◆ Entries provided:
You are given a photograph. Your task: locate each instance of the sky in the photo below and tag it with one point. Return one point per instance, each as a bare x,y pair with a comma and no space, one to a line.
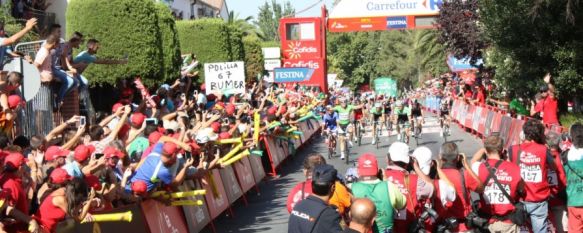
251,7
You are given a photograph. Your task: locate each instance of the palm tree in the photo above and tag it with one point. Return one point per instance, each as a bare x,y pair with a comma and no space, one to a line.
244,25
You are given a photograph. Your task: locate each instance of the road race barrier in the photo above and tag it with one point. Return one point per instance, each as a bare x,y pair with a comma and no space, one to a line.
484,120
223,188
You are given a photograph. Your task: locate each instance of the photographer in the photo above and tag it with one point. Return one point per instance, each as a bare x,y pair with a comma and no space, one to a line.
455,168
498,203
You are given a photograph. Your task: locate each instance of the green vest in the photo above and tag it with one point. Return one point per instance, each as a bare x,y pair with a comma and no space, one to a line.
574,183
379,194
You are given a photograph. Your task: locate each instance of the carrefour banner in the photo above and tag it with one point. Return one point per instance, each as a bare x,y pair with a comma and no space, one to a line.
375,8
385,86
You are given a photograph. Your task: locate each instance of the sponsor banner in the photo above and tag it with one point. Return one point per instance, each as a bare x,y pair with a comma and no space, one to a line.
197,217
162,218
373,8
397,22
271,53
244,174
302,50
226,77
296,74
216,196
271,64
230,183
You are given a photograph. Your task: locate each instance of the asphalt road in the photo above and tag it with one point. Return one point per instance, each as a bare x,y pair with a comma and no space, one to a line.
266,211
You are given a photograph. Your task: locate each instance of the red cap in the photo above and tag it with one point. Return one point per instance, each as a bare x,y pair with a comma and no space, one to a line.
14,159
272,110
224,135
367,165
137,119
216,126
116,106
60,176
54,152
154,137
14,101
139,187
230,109
110,152
170,148
220,105
92,181
82,152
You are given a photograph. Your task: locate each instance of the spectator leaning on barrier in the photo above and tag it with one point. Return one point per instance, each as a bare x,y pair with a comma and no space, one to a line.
497,174
313,214
573,165
362,215
370,186
534,158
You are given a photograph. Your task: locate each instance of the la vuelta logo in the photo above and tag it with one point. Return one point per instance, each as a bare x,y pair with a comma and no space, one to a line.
295,50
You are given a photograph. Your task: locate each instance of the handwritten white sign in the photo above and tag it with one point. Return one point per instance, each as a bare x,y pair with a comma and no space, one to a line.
225,77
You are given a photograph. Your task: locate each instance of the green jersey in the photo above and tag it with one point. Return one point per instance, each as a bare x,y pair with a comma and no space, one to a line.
344,114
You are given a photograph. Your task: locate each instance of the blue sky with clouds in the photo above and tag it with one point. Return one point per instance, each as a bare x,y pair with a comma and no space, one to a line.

◆ Assigned task:
None of the pictures belongs in the answer, but all the entries must be repeated exactly.

◆ Task answer:
You are given a photograph. Your task: locate each instance of the sky in the photo below and tag it with one point. Return one point per instance, each as a bare x,y pair with a comma and no space, one to a line.
251,7
You are given a photograph. Your task: locate each instance of the palm tree in the photo above and tag it with one point. Return one point per instance, each as a bare x,y pair with a comma and no space, one to a line.
244,25
You are given a photograph. Your task: locate each instance of the road race barrier in the photo above and tag it with one point. Return one point per instance, each as a bare x,y pair with a comma and no space, one to a line.
484,120
223,188
You are given a photograph. Your task: locate each instance of the photographer in the photo above and tag it with one point. Return one point per instance, each as a bare x,y pair with a comma and no space, one to a line.
455,168
498,203
You are given a photograph. Your task: locate each instance of the green vest in the photo above and tag it with one point. Return one point per instance, each as a bare x,y pair with a comma and no space, one to a line.
574,183
379,194
You are given a photograph. Your task: locate each instance of the carrefour banner in the photo above and tag it with one point. Return one point per instance, each as a bare x,y pair with a comma and no space, one to a line.
375,8
385,86
You are given a photograph. Your task: locate each instance of the sponsor banner in the photo above and tag it with one point. Return one point per instance, each as a bare x,y pair with a comma and no space, one to a line.
197,217
162,218
373,8
397,22
271,53
244,174
302,50
226,77
296,74
216,196
271,64
230,183
You are given a photograph. Your task: locate each instance of the asphalt road in the photo above and tag it with one point. Return one point per instance, each as a bare x,y pair with a comma and no space, one to a line.
266,211
You are given a photograph. Your task: locate each instance of the red cap in the photo above and tag it with one point. Return one point per instance, each as a bare x,y pair with a comma and no space, one to a line.
14,159
272,110
224,135
367,165
137,119
216,126
116,106
60,176
54,152
154,137
14,101
139,187
230,109
110,152
170,148
220,105
92,181
82,152
You are given a photograph. Your task: locate each instance of the spectator leaning on barrier in the photo above and tag it with one point. Return one point per instance, each as a bare x,y pair with a comma and no space, one to a line.
497,174
313,214
573,165
362,215
370,186
534,158
You are given a photograph. Your task: locate each instance of the la vuelta logo in the photo above and tag it with one point. Return one point per instance, each as a bare x,y pair with a comma and no space, one to a line.
295,50
You are given a photograph. Your task: locate each instance of the handwritten white sign in the photo above and tag it with one point. Return one point per instance, each as a bare x,y pair with a comma and no space, one to a line.
225,77
You are given a photograph. Your task: locate each instance of the green jersey in the photo above and tag it with one point. Return one point per instance, each as a bare x,y pair with a comma and no space, one to a line.
344,114
You are given a photograph. Your task: locate each instance of the blue sky with clouds in the photo above and tag it with one point. Return one point per instance, each as a bare x,y pair with a comma and no space, one to a line.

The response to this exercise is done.